__Point labeling listing__.
═══

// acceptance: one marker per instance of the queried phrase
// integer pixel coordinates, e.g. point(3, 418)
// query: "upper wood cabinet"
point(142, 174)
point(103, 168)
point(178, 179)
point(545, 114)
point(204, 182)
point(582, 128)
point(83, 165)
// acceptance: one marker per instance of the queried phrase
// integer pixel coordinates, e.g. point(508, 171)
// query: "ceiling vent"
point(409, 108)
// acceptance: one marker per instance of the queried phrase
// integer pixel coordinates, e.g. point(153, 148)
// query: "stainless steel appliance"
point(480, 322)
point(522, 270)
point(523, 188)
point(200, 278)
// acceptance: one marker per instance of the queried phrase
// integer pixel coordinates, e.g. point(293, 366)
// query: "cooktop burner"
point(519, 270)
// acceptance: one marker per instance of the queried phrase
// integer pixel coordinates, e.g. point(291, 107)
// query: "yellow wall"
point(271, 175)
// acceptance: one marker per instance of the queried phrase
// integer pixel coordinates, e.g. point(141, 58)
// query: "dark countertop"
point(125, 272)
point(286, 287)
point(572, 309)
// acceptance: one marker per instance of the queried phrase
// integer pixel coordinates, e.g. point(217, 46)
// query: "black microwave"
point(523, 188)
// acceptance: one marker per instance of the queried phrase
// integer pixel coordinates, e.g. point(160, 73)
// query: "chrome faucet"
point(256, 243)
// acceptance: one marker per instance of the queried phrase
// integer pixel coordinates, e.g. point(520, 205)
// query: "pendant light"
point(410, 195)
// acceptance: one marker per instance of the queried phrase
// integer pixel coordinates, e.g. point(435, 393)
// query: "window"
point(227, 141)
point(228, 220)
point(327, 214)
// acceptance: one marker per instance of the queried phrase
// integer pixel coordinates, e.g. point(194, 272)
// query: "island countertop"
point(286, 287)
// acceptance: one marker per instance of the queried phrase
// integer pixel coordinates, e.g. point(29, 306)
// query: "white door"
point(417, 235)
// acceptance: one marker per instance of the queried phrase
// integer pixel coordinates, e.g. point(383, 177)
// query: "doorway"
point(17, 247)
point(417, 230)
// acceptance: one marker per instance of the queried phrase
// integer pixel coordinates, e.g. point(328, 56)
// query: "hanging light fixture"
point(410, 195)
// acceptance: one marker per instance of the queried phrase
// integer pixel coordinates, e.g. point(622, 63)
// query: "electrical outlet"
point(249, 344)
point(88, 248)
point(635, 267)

═══

__Problem__.
Reproduce the whole listing, swapping every "queried phrase" for "requested phrase" and leaving all other text unchanged.

__Result for this task__.
// acceptance: one marker per instance of the requested phrase
// integer pixel coordinates, e.g. point(3, 418)
// query: "upper wood cabinet"
point(142, 174)
point(103, 168)
point(178, 179)
point(545, 114)
point(204, 182)
point(582, 128)
point(83, 165)
// acceptance: one marker per instance of the requested phrase
// integer pixel coordinates, e.g. point(508, 171)
// query: "ceiling vent"
point(409, 108)
// acceptance: one marker per instance of the requested phrase
// integer pixel coordinates, e.g. point(153, 148)
// query: "stainless steel appliance"
point(480, 322)
point(522, 270)
point(523, 188)
point(200, 278)
// acceptance: one marker per instance of the requested phrase
// integer pixel coordinates, e.g. point(293, 366)
// query: "cooktop burner"
point(519, 270)
// acceptance: one marker per instance of the requested phrase
// integer pixel coordinates, e.g. point(291, 107)
// query: "yellow wall"
point(271, 175)
// acceptance: one marker per instance of the requested phrase
// integer pixel coordinates, e.g. point(141, 58)
// query: "dark countertop"
point(125, 272)
point(286, 287)
point(572, 309)
// acceptance: one marker per instance of the requested phrase
// integer pixel coordinates, e.g. point(217, 46)
// query: "black microwave"
point(523, 188)
// acceptance: one marker per instance of the requested phrase
// integer pixel coordinates, e.g. point(160, 73)
// query: "chrome faucet"
point(256, 243)
// acceptance: one marker per instance of the requested phrase
// integer pixel coordinates, e.g. point(520, 205)
// query: "pendant light"
point(410, 195)
// acceptance: one marker per instance of the requested phrase
// integer pixel coordinates, e.g. point(435, 393)
// query: "window"
point(227, 141)
point(228, 220)
point(327, 214)
// acceptance: one marker per instance of the requested phrase
// integer pixel coordinates, e.g. point(194, 272)
// query: "island countertop"
point(286, 287)
// acceptance: one marker per instance of the requested phrase
// integer pixel coordinates, e.g. point(29, 306)
// query: "white door"
point(417, 235)
// acceptance: one marker per instance of the requested phrase
// integer pixel coordinates, e.g. point(383, 177)
// query: "doorway"
point(17, 247)
point(417, 230)
// acceptance: one marker per instance of the requested phrase
// integer pixel coordinates, e.g. point(328, 56)
// query: "hanging light fixture"
point(410, 195)
// acceptance: one marker per instance of the requested phrase
// integer pixel coordinates, e.g. point(622, 63)
// query: "electrical outlet"
point(249, 344)
point(88, 248)
point(635, 267)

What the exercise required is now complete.